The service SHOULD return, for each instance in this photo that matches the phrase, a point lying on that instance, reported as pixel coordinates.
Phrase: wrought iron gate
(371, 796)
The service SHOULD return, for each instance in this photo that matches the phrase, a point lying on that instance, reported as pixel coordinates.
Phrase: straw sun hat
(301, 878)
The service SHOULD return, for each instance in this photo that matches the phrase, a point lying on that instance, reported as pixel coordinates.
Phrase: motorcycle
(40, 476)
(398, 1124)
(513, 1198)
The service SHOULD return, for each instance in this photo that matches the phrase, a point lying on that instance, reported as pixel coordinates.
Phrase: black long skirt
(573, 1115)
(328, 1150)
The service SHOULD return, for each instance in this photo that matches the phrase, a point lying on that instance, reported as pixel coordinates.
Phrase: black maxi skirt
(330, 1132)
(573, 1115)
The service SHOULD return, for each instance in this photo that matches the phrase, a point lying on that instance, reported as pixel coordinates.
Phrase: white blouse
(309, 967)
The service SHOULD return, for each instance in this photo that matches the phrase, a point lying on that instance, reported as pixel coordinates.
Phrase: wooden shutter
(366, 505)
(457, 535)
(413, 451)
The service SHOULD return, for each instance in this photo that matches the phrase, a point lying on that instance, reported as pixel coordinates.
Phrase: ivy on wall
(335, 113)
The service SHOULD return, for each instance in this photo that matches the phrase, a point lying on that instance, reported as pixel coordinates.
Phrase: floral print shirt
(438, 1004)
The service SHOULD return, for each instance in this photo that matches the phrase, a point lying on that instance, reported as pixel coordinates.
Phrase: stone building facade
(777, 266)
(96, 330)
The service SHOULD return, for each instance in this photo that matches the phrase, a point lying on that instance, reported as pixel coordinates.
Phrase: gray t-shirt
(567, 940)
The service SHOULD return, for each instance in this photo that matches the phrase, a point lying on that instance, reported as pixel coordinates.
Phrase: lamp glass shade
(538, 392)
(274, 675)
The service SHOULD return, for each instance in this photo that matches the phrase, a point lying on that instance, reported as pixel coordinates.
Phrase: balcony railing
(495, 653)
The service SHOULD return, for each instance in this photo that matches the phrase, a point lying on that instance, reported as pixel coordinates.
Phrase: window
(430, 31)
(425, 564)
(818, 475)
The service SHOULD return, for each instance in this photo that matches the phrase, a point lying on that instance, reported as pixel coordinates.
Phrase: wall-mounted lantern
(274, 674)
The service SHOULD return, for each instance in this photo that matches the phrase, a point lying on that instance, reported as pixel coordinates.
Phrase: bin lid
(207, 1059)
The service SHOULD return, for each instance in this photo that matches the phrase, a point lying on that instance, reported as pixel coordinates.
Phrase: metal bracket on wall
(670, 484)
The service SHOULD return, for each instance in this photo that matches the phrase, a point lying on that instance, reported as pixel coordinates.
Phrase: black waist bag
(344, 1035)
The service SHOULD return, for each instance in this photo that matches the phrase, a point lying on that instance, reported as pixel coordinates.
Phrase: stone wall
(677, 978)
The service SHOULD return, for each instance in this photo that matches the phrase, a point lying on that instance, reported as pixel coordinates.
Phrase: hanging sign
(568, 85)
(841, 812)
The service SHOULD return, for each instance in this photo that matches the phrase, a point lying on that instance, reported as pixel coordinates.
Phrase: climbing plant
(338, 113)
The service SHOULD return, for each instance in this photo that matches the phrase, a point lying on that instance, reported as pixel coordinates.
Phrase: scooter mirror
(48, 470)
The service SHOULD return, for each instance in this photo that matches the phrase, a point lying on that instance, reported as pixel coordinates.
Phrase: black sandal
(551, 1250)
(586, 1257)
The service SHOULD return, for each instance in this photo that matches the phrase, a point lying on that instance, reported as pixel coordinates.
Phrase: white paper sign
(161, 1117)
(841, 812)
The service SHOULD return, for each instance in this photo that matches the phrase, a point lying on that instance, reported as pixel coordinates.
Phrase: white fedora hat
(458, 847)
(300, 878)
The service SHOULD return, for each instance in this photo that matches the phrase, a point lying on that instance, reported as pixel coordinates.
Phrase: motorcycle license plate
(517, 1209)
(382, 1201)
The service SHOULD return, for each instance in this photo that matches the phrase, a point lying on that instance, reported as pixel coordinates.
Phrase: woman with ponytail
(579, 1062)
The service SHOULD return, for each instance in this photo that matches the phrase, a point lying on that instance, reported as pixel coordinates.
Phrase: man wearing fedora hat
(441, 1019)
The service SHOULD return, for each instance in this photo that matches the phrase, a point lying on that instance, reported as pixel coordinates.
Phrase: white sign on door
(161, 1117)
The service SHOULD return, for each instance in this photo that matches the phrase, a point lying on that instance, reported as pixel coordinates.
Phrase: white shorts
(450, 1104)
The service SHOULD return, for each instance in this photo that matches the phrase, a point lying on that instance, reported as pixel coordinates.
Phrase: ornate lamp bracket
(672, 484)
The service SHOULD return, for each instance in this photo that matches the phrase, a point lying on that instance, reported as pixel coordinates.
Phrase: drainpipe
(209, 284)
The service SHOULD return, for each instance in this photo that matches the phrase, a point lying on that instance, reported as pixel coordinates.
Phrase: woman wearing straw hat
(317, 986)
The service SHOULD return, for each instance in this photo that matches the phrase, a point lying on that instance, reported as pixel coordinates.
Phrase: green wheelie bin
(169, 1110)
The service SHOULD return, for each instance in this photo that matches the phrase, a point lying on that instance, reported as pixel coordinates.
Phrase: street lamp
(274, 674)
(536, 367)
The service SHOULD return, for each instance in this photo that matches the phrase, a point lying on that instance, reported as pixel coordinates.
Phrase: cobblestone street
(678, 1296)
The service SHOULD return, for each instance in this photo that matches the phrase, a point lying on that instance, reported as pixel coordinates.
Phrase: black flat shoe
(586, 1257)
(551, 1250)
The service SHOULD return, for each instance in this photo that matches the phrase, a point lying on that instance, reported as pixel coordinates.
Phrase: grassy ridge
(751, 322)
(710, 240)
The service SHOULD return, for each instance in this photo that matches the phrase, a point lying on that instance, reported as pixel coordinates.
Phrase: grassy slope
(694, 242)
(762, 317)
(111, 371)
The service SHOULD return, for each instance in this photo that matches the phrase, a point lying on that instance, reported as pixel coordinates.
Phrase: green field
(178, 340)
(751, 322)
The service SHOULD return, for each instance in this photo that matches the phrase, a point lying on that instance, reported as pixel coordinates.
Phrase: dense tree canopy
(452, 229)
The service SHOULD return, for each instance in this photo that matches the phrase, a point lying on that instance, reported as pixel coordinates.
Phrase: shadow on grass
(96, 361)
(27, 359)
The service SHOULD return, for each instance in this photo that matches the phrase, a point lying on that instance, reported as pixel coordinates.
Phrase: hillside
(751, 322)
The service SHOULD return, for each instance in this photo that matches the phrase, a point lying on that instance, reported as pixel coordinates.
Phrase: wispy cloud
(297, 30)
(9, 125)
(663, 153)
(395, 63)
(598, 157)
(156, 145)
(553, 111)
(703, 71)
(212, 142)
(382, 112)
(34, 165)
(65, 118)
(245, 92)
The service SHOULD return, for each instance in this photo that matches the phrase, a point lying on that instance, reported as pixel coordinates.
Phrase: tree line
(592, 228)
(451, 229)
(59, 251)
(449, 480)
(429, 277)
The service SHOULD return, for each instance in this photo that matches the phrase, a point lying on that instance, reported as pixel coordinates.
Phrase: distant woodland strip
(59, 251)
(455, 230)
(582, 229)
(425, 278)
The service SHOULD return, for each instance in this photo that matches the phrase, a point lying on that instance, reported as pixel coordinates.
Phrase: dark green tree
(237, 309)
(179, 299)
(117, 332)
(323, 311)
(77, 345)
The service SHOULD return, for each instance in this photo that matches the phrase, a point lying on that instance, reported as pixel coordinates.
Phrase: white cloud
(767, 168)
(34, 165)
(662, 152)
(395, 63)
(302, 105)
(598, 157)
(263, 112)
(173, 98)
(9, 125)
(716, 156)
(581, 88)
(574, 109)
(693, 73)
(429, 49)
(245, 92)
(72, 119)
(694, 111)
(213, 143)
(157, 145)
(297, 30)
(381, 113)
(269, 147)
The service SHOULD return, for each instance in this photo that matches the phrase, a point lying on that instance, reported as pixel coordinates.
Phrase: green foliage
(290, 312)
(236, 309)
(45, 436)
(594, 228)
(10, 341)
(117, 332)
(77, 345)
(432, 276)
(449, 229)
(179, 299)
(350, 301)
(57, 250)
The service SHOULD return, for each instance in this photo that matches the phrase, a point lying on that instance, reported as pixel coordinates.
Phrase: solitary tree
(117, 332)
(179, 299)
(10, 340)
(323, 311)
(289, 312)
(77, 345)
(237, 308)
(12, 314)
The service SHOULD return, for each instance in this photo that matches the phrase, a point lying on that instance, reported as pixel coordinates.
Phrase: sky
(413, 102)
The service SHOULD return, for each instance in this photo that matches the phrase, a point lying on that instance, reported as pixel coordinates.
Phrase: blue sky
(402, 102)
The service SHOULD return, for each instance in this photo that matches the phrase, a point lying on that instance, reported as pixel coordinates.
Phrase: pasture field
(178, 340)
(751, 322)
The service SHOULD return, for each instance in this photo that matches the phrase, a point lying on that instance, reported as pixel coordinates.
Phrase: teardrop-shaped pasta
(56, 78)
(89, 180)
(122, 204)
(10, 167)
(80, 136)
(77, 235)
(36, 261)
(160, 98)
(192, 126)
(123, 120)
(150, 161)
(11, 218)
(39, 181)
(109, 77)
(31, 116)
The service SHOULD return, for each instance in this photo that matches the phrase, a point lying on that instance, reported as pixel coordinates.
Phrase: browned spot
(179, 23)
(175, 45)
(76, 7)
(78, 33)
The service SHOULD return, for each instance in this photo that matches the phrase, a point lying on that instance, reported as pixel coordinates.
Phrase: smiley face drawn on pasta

## Description of the task:
Find every line in the items above that contains the word "sign", treating uppercase and lowercase as different, and copy each of those lines.

## Output:
Phrase: hanging sign
Phrase: white paper sign
Phrase: white sign on door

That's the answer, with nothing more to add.